* _WHAT IS REQUIRED_: Copy each line of the data below in which the word "instance" can be found.

* _MATERIAL TO PROCESS_:

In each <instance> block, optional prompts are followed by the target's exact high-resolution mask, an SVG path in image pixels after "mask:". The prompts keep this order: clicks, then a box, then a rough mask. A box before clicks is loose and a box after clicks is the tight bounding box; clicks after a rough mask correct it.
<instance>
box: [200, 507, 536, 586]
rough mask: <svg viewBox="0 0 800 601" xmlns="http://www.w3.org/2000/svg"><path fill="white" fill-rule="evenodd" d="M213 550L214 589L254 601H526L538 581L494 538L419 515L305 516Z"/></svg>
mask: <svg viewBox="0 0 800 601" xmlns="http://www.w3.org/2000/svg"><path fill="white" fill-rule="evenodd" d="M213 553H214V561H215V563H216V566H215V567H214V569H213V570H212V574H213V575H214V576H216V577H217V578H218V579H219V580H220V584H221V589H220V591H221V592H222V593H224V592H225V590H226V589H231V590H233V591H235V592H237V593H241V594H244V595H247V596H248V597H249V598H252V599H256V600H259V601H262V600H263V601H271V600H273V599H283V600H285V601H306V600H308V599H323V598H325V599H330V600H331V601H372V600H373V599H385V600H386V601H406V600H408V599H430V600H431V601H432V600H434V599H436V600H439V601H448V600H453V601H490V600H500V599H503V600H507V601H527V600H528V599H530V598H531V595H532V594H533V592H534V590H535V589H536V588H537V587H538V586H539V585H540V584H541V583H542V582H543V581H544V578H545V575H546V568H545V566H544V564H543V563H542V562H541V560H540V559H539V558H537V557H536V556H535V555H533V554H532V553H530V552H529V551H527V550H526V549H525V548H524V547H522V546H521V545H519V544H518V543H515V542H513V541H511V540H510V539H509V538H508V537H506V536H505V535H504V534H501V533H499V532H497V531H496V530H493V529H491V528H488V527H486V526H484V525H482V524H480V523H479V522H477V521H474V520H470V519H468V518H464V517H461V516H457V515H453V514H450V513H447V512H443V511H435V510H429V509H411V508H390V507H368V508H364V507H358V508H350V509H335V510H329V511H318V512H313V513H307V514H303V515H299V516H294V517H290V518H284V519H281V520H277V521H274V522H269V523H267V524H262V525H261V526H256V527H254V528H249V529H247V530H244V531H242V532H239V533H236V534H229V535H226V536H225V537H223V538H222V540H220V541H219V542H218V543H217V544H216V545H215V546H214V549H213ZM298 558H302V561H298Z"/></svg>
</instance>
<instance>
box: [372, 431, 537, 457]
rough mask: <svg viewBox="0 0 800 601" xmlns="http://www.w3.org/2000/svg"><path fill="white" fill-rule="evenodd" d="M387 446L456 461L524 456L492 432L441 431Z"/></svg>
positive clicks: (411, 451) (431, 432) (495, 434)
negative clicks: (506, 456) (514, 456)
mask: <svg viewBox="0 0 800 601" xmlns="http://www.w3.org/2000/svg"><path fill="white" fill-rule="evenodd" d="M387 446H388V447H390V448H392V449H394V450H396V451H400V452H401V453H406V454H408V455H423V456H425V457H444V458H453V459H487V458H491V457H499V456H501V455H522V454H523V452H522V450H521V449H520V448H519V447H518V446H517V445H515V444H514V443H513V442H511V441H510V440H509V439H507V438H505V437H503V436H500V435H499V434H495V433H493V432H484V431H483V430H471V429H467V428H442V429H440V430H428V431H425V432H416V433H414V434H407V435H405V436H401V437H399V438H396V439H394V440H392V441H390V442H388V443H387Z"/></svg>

* _REPLY_:
In each <instance> block, optional prompts are followed by the target's exact high-resolution mask, an SVG path in image pixels after "mask:". The prompts keep this order: clicks, then a box, then a rough mask. A box before clicks is loose and a box after clicks is the tight bounding box; clicks after a rough mask correct it.
<instance>
</instance>
<instance>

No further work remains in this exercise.